> [Short problem A]
In the molecule viewing text below, what is the variable that receives the result of mols.view(...)?
> [Short problem B]
From the molecule viewing text below, list every keyword argument passed to mols.view in the aladip example.

You can match multiple search terms by passing them in as a list, e.g.
mols.view(spacefill=["resname ALA", "resname ASP"])
would render
both ALA
and ASP
residues in spacefill
.
You can use any search term against any of the representations.
For example, here we will do a more complex view of the aladip
system
where we render water molecules that are close to aladip
differently
to the rest of the water molecules in the box.
>>> mols = sr.load(sr.expand(sr.tutorial_url, "ala.top", "ala.crd"))
>>> mols.view(no_default=True,
... surface="molidx 0",
... spacefill="water within 5 of molidx 0",
... ball_and_stick="water within 10 of molidx 0",
... rest="line")

Note
Note how the distance calculation takes into account the periodic
boundaries of the system. Note also that you can mix representation
based views (e.g. surface="molidx 0"
) with search based views
(e.g. rest="line"
).
Currently there isn’t an ability to control the colour or opacity (transparency) of the different views. This is something that we would like to add. Please get in touch if you have a good idea of how this could be expressed in the API, or if you would like to have a go at implementing this functionality.
Also, we don’t yet properly expose the
NGLView stage parameters.
Currently you can pass in a dictionary of parameters via the
stage_parameters
argument, which are straight passed to the
NGLView.NGLWidget.stage
.
If you want more control over the view, you can assign the result
of mols.view(...)
to a variable. This variable is the actual
NGLView.NGLWidget,
which you can manipulate as if you had created it yourself, e.g.
>>> v = mols[0].view()
>>> v.stage.set_parameters(backgroundColor="white")
>>> v.display(gui=True)
>>> v.camera = "perspective"
>>> v

Stored records
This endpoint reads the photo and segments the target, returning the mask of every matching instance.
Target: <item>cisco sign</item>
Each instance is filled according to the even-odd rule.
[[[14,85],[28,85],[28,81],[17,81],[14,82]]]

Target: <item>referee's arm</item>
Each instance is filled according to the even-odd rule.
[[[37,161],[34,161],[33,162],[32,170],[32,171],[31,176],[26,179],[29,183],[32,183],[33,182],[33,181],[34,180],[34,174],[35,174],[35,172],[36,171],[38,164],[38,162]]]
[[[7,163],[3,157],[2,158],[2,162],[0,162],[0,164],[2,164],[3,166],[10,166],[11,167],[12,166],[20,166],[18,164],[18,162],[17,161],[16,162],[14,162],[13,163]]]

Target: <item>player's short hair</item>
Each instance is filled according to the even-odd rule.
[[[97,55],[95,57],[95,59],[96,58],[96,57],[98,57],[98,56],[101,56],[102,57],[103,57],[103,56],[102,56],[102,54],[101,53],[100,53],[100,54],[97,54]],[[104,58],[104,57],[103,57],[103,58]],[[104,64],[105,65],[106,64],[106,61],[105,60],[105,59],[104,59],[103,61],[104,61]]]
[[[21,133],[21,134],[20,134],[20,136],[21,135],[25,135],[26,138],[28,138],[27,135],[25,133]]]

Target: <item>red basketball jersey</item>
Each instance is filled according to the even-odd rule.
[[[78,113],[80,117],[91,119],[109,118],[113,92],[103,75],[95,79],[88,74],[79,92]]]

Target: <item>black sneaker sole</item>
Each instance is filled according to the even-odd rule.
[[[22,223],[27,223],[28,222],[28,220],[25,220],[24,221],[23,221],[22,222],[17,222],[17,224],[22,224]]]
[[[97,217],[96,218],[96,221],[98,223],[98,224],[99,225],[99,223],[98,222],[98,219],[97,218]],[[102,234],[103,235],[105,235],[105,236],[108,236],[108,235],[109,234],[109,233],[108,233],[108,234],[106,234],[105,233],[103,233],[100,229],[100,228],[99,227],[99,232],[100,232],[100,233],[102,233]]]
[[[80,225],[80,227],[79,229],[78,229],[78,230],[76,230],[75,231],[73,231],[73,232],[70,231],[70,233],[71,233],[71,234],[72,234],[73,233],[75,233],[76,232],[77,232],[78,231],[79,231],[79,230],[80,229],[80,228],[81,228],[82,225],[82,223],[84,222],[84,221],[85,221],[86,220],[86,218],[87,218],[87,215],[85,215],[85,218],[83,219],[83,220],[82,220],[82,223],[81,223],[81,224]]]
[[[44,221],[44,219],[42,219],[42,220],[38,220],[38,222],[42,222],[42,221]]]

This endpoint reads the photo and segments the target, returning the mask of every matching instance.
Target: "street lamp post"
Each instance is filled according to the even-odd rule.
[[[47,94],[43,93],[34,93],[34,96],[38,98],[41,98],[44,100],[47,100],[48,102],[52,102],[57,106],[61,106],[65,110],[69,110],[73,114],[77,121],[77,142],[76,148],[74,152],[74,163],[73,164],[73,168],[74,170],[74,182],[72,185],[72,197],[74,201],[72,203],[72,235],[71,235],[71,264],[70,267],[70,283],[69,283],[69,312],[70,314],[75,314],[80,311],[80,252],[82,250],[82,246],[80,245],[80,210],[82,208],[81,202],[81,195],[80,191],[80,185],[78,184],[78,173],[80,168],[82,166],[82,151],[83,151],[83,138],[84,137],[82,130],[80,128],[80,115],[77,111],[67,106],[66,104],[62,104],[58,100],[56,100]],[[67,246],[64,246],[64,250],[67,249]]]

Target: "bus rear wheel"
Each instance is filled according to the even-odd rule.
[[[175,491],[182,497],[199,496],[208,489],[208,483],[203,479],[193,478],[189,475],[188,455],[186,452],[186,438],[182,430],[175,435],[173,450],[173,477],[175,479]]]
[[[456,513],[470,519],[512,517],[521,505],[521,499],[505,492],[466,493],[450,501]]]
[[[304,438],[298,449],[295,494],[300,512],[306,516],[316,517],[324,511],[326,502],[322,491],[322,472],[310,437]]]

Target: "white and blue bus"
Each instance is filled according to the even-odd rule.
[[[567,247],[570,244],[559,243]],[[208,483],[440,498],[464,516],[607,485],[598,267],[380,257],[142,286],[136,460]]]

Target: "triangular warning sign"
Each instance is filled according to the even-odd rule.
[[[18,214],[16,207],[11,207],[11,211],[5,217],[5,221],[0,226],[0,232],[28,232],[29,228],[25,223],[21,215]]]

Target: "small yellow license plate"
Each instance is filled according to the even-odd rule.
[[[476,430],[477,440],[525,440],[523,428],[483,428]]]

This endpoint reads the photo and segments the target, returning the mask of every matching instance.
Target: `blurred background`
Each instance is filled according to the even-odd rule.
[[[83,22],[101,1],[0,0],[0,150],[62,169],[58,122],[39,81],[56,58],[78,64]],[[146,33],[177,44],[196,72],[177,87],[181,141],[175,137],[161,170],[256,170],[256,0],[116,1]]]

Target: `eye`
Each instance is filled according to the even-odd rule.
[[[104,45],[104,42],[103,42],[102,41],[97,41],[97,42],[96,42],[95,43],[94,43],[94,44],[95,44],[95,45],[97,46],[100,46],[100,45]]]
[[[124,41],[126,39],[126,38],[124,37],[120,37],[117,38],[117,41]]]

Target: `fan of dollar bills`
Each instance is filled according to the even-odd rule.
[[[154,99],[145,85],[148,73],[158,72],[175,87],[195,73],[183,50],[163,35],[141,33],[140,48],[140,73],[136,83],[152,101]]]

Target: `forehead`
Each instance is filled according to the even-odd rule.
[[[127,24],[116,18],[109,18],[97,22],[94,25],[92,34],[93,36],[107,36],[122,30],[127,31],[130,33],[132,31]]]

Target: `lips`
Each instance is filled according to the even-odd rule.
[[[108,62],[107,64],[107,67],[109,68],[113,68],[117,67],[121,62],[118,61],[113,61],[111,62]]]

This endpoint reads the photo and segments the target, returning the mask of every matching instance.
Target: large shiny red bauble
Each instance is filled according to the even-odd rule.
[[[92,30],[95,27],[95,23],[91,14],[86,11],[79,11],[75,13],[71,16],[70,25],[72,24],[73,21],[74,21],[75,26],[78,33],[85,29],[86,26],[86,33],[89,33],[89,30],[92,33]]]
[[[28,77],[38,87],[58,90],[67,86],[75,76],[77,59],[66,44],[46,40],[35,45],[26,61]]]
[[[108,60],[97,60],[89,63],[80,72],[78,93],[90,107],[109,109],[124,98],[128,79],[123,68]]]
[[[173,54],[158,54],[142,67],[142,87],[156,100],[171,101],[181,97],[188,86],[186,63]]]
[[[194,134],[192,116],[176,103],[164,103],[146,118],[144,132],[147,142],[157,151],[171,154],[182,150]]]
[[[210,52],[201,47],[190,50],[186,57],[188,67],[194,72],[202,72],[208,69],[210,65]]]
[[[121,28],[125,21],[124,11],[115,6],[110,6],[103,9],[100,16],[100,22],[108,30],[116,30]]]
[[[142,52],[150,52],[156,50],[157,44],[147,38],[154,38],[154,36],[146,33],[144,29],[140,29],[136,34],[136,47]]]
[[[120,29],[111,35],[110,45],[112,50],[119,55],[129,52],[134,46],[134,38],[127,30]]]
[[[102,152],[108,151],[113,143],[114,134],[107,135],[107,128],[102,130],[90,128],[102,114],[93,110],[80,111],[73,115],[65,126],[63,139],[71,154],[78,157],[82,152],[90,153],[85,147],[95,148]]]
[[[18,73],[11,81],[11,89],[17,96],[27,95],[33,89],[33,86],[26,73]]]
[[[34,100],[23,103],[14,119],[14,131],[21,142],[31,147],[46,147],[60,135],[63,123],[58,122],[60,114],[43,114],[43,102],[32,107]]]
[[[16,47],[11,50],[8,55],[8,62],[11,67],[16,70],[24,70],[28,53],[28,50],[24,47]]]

> [Result A]
It is the actual NGLView.NGLWidget.

> [Result B]
no_default, surface, spacefill, ball_and_stick, rest